__EXCERPT PROVIDED__:
☆ ☆ ☆ ☆ ☆
[Improvement](mysql) support create/drop database#64043
Conversation
|
Thank you for your contribution to Apache Doris. Please clearly describe your PR:
|
|
/review |
There was a problem hiding this comment.
Found one blocking correctness issue. The remote MySQL DDL is executed, but the Doris external catalog cache is not invalidated or replay-logged, unlike existing Hive/Iceberg/Paimon create/drop database paths. This can leave SHOW DATABASES / getDbNullable stale on the leader until a manual refresh and can leave follower FEs stale because no edit-log replay hook runs.
Critical checkpoints:
- Goal/test: The PR aims to support CREATE/DROP DATABASE for MySQL JDBC catalogs and adds an external regression test, but the test manually refreshes the catalog after DDL and therefore misses the immediate-visibility/cache behavior expected by existing external DDL paths.
- Scope/focus: The implementation is small and focused, but it bypasses ExternalCatalog metadataOps post-DDL cache/replay handling.
- Concurrency/lifecycle: No new concurrency primitives; the issue is metadata cache lifecycle/invalidating initialized catalog state.
- Configuration/compatibility/protocol: No new config or FE-BE protocol/storage compatibility concerns.
- Parallel paths: Existing external metadata paths call afterCreateDb()/afterDropDb() and log create/drop DB info for replay; the new PluginDrivenExternalCatalog override does neither.
- Testing: Regression covers remote DDL after manual refresh, but not immediate visibility or stale-cache/follower replay behavior.
- Observability/performance: No additional observability issue found; performance impact is negligible.
User focus: No additional user-provided review focus was present.
|
/review |
There was a problem hiding this comment.
I found one blocking correctness issue in the latest revision. The PR goal is clear and the MySQL JDBC CREATE/DROP SQL path is small, and the regression test covers the happy path plus basic IF EXISTS/IF NOT EXISTS behavior. However, the new edit-log replay implementation for plugin-driven catalogs now performs external catalog initialization during replay, which is not safe for FE journal replay or restart.
Critical checkpoint conclusions:
- Goal/test: Adds CREATE/DROP DATABASE support for plugin-driven JDBC/MySQL catalogs; covered by a JDBC regression test, but the multi-FE replay path is not covered.
☆ ☆ ☆ ☆ ☆
__ITEMS__:

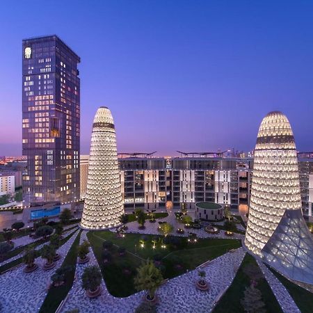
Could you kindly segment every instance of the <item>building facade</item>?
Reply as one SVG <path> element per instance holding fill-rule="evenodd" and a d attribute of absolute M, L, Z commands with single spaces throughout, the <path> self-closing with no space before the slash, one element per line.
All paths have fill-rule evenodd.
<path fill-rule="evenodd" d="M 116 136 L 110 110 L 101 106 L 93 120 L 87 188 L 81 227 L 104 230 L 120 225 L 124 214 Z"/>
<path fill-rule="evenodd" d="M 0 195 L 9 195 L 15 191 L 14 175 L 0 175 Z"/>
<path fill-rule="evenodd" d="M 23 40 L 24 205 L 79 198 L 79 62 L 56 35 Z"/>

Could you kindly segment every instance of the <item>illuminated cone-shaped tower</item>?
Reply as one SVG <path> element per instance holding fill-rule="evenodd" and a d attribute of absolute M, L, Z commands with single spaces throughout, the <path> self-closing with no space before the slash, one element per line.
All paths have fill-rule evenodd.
☆ ☆ ☆ ☆ ☆
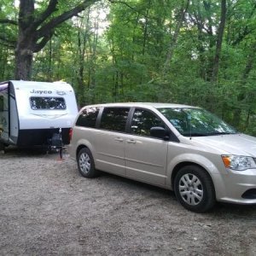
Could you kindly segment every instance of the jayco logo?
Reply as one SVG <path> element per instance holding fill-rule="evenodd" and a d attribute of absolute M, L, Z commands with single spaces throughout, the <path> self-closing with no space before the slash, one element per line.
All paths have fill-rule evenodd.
☆ ☆ ☆ ☆ ☆
__THE TASKS__:
a. From the review thread, write out the passage between "- Observability/performance: No" and "replay or restart.", inclusive.
b. Answer these questions using the review thread:
(i) Which catalog override neither calls afterCreateDb()/afterDropDb() nor logs create/drop DB info for replay?
(ii) In the first review, what two things could be left stale on the leader until a manual refresh?
(iii) In the latest revision, what does the new edit-log replay implementation for plugin-driven catalogs perform during replay?

__THE RESULTS__:
a.
- Observability/performance: No additional observability issue found; performance impact is negligible.
User focus: No additional user-provided review focus was present.
|
/review |
There was a problem hiding this comment.
I found one blocking correctness issue in the latest revision. The PR goal is clear and the MySQL JDBC CREATE/DROP SQL path is small, and the regression test covers the happy path plus basic IF EXISTS/IF NOT EXISTS behavior. However, the new edit-log replay implementation for plugin-driven catalogs now performs external catalog initialization during replay, which is not safe for FE journal replay or restart.

b.
(i) The PluginDrivenExternalCatalog override.
(ii) SHOW DATABASES and getDbNullable.
(iii) External catalog initialization.